--- start Available data ---
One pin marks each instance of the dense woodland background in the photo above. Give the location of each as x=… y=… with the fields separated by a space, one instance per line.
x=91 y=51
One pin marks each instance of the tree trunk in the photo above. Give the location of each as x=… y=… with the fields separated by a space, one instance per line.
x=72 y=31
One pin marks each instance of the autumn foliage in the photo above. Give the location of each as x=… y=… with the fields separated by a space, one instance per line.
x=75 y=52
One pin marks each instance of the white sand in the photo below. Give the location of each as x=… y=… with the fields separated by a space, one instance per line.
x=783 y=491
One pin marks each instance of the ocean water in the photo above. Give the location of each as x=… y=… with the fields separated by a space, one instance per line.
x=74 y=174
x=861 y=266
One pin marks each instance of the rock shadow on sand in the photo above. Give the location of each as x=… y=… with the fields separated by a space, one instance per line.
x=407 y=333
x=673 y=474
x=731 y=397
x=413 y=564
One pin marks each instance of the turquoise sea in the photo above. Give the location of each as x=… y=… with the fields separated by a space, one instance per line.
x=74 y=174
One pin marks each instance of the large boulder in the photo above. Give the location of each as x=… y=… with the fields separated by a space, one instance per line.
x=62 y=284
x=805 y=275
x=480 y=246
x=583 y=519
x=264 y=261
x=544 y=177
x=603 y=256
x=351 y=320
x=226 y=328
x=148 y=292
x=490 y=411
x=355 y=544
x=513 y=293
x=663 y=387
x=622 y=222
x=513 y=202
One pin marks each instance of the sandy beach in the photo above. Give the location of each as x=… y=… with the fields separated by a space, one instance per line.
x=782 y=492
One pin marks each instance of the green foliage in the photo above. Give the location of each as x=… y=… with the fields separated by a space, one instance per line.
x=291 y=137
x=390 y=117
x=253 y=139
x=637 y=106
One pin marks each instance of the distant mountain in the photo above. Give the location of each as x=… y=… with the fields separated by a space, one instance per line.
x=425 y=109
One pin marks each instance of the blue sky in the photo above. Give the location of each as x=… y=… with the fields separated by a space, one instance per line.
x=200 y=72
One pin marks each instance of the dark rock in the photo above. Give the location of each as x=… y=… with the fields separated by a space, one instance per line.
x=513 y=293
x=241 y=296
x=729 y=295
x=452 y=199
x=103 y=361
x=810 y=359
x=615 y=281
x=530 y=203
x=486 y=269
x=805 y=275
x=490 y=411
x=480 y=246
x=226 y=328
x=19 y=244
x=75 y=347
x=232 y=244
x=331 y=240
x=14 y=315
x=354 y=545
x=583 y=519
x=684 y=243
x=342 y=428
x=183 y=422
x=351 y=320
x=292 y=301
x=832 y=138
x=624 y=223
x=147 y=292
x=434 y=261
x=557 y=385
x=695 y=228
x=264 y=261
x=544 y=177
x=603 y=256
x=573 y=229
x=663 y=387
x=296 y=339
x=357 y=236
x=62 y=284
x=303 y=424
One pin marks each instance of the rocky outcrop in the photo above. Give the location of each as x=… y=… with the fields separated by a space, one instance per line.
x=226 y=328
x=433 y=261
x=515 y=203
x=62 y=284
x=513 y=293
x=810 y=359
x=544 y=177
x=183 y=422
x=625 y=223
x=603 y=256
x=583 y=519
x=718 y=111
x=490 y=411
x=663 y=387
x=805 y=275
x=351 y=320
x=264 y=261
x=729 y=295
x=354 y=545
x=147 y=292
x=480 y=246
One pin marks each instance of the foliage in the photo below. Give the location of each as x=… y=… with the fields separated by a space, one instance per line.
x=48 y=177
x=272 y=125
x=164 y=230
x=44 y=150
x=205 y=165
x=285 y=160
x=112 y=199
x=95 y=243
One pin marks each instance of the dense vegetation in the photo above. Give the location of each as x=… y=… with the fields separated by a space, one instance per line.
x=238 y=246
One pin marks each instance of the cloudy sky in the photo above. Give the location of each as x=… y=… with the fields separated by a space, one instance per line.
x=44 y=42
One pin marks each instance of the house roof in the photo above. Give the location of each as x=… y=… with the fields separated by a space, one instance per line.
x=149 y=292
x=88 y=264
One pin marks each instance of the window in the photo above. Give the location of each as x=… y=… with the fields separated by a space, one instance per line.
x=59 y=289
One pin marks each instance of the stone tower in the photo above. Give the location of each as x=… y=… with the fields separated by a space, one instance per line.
--- end Available data ---
## [What to do]
Write out all the data again, exactly as it appears.

## [Full answer]
One pin marks each instance of the dense woodland background in the photo above. Give the location of each as x=… y=… with the fields separated by a space, one instance per line.
x=91 y=51
One pin marks each instance of the tree trunk in the photo above. Give the location of each as x=… y=… with the fields separated by a space, one instance per line.
x=72 y=31
One pin marks each instance of the autumn foliage in the photo above. Give the location of each as x=… y=… with the fields separated by a space, one instance per line.
x=75 y=52
One pin marks each instance of the white sand in the photo below. Give the location of each as x=… y=… with the fields separated by a space, one instance per line.
x=783 y=491
One pin marks each instance of the ocean water in the photo above. Give the location of each as x=… y=… with the fields separated by a space, one instance per line.
x=74 y=174
x=861 y=266
One pin marks each instance of the rock shadow on sand in the photo above. Give the location of each as x=… y=… with the fields separated by a space, one instance per line.
x=407 y=333
x=673 y=474
x=731 y=397
x=413 y=564
One pin marks each instance of the turquoise sea in the photo above. Give the location of each as x=… y=… with the fields separated by a space, one instance per line.
x=74 y=174
One pin marks each instance of the large boulder in the photo above. Give the location of each as x=… y=… with the fields separated by a space, one instance per line.
x=62 y=284
x=805 y=275
x=480 y=246
x=583 y=519
x=264 y=261
x=544 y=177
x=603 y=256
x=351 y=320
x=226 y=328
x=148 y=292
x=490 y=411
x=355 y=544
x=513 y=293
x=663 y=387
x=622 y=222
x=513 y=202
One pin marks each instance of the sandy beach in the photo above. Give the location of each as x=… y=… with the fields separated by a space, one instance per line.
x=782 y=492
One pin marks each instance of the green foliage in the photo above. Give the location of each as x=… y=… with the fields separated by a space, one instance per line.
x=291 y=137
x=390 y=117
x=253 y=139
x=637 y=106
One pin marks each instance of the distant mountain in the photo above. Give the location of each as x=… y=… with the fields separated by a space, one instance per line.
x=425 y=109
One pin marks each instance of the blue sky in the photo above. Give the location of each as x=… y=… with the fields separated by a space, one instance per line.
x=200 y=72
One pin marks each instance of the dark rock in the photo above. Give the location of each as x=… y=… with the fields separated by a space, one instance per line.
x=513 y=293
x=241 y=296
x=729 y=295
x=452 y=199
x=103 y=361
x=810 y=359
x=615 y=281
x=530 y=203
x=486 y=269
x=805 y=275
x=490 y=411
x=480 y=246
x=226 y=328
x=19 y=244
x=75 y=347
x=232 y=244
x=331 y=240
x=14 y=315
x=354 y=545
x=583 y=519
x=684 y=243
x=342 y=428
x=183 y=422
x=351 y=320
x=292 y=301
x=832 y=138
x=624 y=223
x=147 y=292
x=434 y=261
x=557 y=385
x=695 y=228
x=264 y=261
x=544 y=177
x=603 y=256
x=573 y=229
x=663 y=387
x=296 y=339
x=357 y=236
x=62 y=284
x=303 y=424
One pin marks each instance of the rocky outcrop in the photo above. Give the location of each as x=… y=… with the fields separated by a space, one instance per line.
x=226 y=328
x=433 y=261
x=515 y=203
x=62 y=284
x=513 y=293
x=810 y=359
x=544 y=177
x=183 y=422
x=625 y=223
x=603 y=256
x=583 y=519
x=718 y=111
x=490 y=411
x=663 y=387
x=805 y=275
x=351 y=320
x=264 y=261
x=729 y=295
x=354 y=545
x=147 y=292
x=480 y=246
One pin marks each instance of the foliage in the photo below. Give the location of each as x=… y=… with the fields separated by a space, one instance per line.
x=48 y=177
x=272 y=125
x=164 y=230
x=44 y=150
x=205 y=165
x=285 y=160
x=112 y=199
x=95 y=243
One pin marks each instance of the dense vegetation in the photo above. Give the location of each as x=… y=… with the fields separated by a space, one instance per line.
x=238 y=246
One pin marks each instance of the cloudy sky in the photo above. Give the location of each as x=… y=… with the fields separated by a space, one instance per line.
x=44 y=42
One pin marks each instance of the house roof in the photo above. Give the location of each as x=… y=… with the fields separated by a space, one instance per line.
x=149 y=292
x=88 y=264
One pin marks each instance of the window in the photo above. Give the location of each as x=… y=… with the fields separated by a space, one instance per line.
x=59 y=289
One pin marks each instance of the stone tower in the photo above. Give the location of each as x=… y=… with the fields separated by a space, one instance per line.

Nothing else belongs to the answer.